**The exercise**
Report every line below that contains the word "fire", copying each one in full.

**Supplied material**
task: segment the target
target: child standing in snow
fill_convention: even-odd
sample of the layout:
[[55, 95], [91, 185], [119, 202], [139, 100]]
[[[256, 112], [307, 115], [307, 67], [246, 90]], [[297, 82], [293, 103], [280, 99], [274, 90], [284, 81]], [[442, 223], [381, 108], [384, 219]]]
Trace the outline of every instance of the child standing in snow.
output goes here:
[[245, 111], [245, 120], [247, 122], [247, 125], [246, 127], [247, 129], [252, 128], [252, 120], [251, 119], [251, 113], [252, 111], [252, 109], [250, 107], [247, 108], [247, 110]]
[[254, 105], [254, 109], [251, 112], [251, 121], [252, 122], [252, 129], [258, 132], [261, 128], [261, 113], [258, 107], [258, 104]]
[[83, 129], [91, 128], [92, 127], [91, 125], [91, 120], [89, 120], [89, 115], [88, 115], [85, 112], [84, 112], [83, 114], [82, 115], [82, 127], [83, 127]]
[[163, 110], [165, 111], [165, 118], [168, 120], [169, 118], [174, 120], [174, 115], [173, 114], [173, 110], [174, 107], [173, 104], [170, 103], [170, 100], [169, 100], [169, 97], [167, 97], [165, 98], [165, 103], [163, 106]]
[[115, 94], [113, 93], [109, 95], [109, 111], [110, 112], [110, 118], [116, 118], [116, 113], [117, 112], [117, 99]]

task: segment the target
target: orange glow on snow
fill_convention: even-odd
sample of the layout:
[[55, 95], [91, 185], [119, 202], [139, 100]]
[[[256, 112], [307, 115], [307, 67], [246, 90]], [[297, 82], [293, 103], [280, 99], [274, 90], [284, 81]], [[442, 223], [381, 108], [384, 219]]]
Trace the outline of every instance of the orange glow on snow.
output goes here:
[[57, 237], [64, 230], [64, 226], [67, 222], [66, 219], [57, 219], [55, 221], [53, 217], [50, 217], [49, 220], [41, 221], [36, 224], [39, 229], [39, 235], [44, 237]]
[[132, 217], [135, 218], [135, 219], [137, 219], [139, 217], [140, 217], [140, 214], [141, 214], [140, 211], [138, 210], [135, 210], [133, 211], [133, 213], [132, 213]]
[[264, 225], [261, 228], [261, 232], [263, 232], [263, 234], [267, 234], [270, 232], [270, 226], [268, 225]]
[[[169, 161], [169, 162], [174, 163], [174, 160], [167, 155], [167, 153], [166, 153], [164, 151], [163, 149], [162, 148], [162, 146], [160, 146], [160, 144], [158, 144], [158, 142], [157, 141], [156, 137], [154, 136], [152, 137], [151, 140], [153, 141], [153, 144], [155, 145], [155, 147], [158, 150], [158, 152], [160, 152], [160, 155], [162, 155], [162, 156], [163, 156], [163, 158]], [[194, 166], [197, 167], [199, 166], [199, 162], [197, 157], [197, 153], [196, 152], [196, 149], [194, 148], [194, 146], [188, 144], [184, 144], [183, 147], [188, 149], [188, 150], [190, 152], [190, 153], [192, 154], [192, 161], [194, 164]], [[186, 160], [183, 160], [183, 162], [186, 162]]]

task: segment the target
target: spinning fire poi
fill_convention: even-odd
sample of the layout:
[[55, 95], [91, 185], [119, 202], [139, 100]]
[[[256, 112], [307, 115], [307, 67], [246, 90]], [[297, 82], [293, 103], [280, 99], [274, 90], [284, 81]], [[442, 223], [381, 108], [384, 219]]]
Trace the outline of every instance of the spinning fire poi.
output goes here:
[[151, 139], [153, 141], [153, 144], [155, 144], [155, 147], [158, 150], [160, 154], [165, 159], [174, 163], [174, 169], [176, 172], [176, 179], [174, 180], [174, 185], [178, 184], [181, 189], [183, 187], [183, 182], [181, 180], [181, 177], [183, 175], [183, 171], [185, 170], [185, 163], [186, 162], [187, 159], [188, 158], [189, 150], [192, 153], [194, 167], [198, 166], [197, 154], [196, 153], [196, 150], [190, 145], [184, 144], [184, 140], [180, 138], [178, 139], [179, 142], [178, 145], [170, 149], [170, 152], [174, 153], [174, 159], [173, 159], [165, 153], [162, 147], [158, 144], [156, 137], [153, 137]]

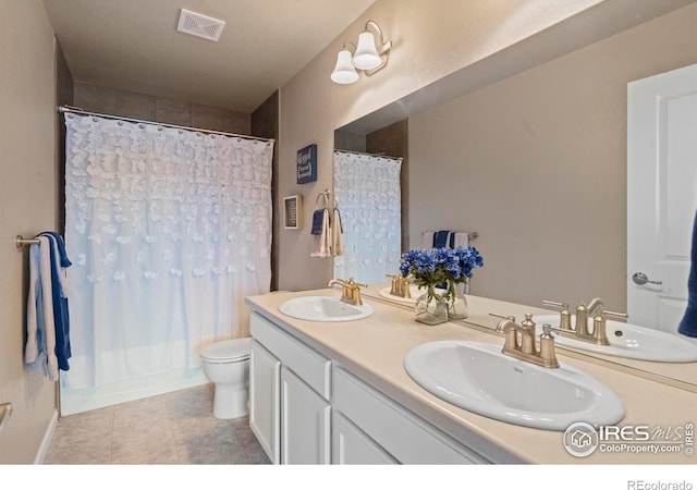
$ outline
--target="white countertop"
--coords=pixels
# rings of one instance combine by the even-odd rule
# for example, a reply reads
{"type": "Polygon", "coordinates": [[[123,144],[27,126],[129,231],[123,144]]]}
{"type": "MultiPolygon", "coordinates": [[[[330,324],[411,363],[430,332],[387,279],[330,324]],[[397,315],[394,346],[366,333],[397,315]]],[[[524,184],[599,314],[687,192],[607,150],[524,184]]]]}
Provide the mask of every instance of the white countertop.
{"type": "MultiPolygon", "coordinates": [[[[365,297],[375,314],[364,320],[320,323],[297,320],[279,313],[280,304],[291,297],[307,295],[339,296],[339,290],[323,289],[295,293],[271,293],[249,296],[253,310],[279,323],[289,333],[306,342],[325,356],[363,378],[404,407],[429,420],[455,440],[475,450],[498,448],[509,453],[503,461],[519,460],[536,464],[697,464],[697,456],[680,453],[629,453],[596,451],[588,457],[574,457],[562,445],[563,432],[530,429],[498,421],[444,402],[416,384],[403,367],[405,354],[417,345],[438,340],[465,340],[503,345],[503,336],[464,323],[448,322],[426,326],[414,320],[408,308],[365,297]],[[485,443],[484,440],[488,441],[485,443]]],[[[506,302],[467,296],[469,318],[479,324],[494,327],[498,319],[489,311],[514,315],[548,314],[549,310],[506,302]]],[[[619,426],[641,425],[649,428],[697,425],[697,394],[644,379],[617,369],[564,355],[568,364],[592,376],[612,389],[623,401],[625,417],[619,426]]],[[[697,441],[695,441],[697,446],[697,441]]],[[[499,460],[497,454],[491,457],[499,460]]]]}

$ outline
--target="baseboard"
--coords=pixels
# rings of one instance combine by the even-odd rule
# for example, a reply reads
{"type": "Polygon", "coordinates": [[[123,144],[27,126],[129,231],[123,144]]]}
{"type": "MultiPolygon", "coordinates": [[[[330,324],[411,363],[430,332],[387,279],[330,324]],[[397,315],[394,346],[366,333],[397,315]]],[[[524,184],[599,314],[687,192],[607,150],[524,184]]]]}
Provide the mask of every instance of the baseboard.
{"type": "Polygon", "coordinates": [[[201,368],[192,368],[110,383],[96,389],[61,387],[60,415],[64,417],[80,414],[147,396],[184,390],[207,382],[208,379],[201,368]]]}

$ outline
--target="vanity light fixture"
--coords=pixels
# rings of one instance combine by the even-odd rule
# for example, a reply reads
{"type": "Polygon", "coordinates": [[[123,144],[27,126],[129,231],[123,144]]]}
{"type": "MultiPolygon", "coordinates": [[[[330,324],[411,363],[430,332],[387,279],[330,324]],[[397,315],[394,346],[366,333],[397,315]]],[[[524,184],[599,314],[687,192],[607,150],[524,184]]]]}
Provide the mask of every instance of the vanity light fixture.
{"type": "Polygon", "coordinates": [[[380,26],[375,21],[368,21],[358,36],[358,46],[351,41],[344,42],[337,57],[331,79],[338,84],[352,84],[360,77],[357,70],[368,76],[372,75],[388,63],[390,48],[392,48],[392,41],[384,42],[380,26]],[[379,45],[376,45],[376,35],[379,38],[379,45]],[[353,53],[346,45],[353,47],[353,53]]]}

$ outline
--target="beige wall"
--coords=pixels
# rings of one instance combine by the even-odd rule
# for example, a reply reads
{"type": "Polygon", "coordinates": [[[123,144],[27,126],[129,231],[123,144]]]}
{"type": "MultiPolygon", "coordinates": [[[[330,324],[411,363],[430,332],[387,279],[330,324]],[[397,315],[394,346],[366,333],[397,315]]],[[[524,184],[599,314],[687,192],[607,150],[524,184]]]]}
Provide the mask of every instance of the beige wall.
{"type": "MultiPolygon", "coordinates": [[[[516,0],[379,0],[339,35],[313,62],[281,88],[279,140],[279,196],[274,209],[282,209],[283,196],[302,194],[306,204],[304,222],[311,222],[317,194],[331,188],[333,133],[338,127],[401,99],[428,84],[494,54],[546,27],[598,3],[519,2],[516,0]],[[437,5],[437,8],[435,8],[437,5]],[[354,41],[366,21],[376,21],[393,49],[382,71],[362,76],[353,85],[329,79],[337,52],[346,40],[354,41]],[[318,180],[298,185],[296,151],[317,144],[318,180]]],[[[277,228],[281,261],[279,287],[321,287],[332,274],[332,260],[310,258],[311,235],[302,230],[277,228]]]]}
{"type": "Polygon", "coordinates": [[[626,309],[626,85],[697,63],[697,5],[409,120],[411,245],[479,232],[472,292],[626,309]]]}
{"type": "Polygon", "coordinates": [[[24,367],[27,249],[14,235],[56,228],[53,30],[38,0],[0,2],[0,463],[33,463],[56,409],[56,383],[24,367]]]}
{"type": "Polygon", "coordinates": [[[147,94],[75,82],[73,103],[86,111],[164,124],[250,134],[252,115],[147,94]]]}

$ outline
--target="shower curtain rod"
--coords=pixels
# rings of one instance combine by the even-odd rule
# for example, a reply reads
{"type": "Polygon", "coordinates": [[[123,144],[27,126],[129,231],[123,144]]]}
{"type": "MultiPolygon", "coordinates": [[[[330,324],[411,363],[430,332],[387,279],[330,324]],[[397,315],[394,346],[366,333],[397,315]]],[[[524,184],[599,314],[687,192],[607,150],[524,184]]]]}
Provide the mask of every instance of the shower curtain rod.
{"type": "Polygon", "coordinates": [[[96,115],[99,118],[105,118],[105,119],[113,119],[113,120],[118,120],[118,121],[126,121],[126,122],[133,122],[133,123],[143,123],[143,124],[155,124],[157,126],[163,126],[163,127],[172,127],[174,130],[186,130],[186,131],[196,131],[198,133],[207,133],[207,134],[220,134],[223,136],[234,136],[237,138],[244,138],[244,139],[256,139],[258,142],[273,142],[273,138],[260,138],[257,136],[249,136],[246,134],[236,134],[236,133],[225,133],[224,131],[215,131],[215,130],[204,130],[201,127],[189,127],[189,126],[179,126],[176,124],[167,124],[167,123],[160,123],[160,122],[156,122],[156,121],[147,121],[145,119],[133,119],[133,118],[122,118],[121,115],[112,115],[112,114],[102,114],[99,112],[90,112],[90,111],[86,111],[84,109],[81,109],[78,107],[74,107],[74,106],[59,106],[58,107],[58,112],[64,113],[64,112],[71,112],[77,115],[96,115]]]}
{"type": "Polygon", "coordinates": [[[354,150],[342,150],[342,149],[335,149],[334,150],[335,154],[351,154],[351,155],[363,155],[366,157],[379,157],[379,158],[391,158],[393,160],[403,160],[403,157],[391,157],[389,155],[386,154],[368,154],[366,151],[354,151],[354,150]]]}

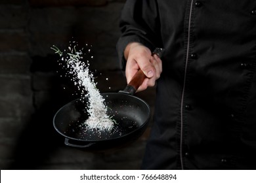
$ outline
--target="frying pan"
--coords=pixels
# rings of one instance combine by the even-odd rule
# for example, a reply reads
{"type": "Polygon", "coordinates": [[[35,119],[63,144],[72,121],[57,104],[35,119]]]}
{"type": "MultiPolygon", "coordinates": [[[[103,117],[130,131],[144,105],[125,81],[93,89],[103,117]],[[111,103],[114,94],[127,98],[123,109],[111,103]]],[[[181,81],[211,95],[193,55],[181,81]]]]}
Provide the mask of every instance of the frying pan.
{"type": "MultiPolygon", "coordinates": [[[[161,56],[163,49],[153,52],[161,56]]],[[[53,118],[54,129],[64,137],[64,144],[76,148],[116,146],[139,138],[146,129],[150,106],[134,95],[146,76],[139,70],[123,90],[101,93],[108,107],[107,114],[116,122],[110,131],[86,129],[87,97],[75,99],[60,108],[53,118]]]]}

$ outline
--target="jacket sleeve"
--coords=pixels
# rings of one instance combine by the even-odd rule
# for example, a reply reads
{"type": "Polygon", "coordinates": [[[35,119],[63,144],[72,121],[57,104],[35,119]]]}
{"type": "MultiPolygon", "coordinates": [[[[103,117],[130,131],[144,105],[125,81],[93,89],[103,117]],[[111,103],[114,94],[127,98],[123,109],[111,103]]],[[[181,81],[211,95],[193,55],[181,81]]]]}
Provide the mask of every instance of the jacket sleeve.
{"type": "Polygon", "coordinates": [[[152,51],[159,44],[160,26],[157,1],[127,0],[123,7],[119,27],[121,35],[117,43],[121,67],[123,69],[126,61],[123,52],[131,42],[138,42],[152,51]]]}

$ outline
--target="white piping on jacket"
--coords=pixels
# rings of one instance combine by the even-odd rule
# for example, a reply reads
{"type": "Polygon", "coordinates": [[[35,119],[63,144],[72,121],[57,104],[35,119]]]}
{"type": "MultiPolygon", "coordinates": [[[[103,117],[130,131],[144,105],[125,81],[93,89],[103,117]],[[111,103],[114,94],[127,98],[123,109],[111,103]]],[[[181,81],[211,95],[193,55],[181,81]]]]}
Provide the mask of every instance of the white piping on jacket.
{"type": "Polygon", "coordinates": [[[188,19],[188,46],[186,48],[186,64],[185,64],[185,71],[184,74],[184,82],[183,82],[183,88],[182,93],[181,95],[181,142],[180,142],[180,157],[181,157],[181,169],[184,169],[183,165],[183,158],[182,158],[182,140],[183,140],[183,102],[184,102],[184,93],[185,91],[186,86],[186,69],[188,67],[188,53],[189,53],[189,45],[190,44],[190,26],[191,26],[191,18],[192,18],[192,11],[193,7],[194,0],[191,0],[190,9],[189,13],[189,19],[188,19]]]}

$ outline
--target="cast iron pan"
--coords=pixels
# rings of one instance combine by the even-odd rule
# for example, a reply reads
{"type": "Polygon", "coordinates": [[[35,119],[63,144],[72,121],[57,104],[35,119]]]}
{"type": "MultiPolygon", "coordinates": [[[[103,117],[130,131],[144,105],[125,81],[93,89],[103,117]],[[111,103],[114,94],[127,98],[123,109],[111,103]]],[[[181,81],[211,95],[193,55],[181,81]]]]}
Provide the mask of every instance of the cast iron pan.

**Final answer**
target: spinning fire poi
Trace the outline of every instance of the spinning fire poi.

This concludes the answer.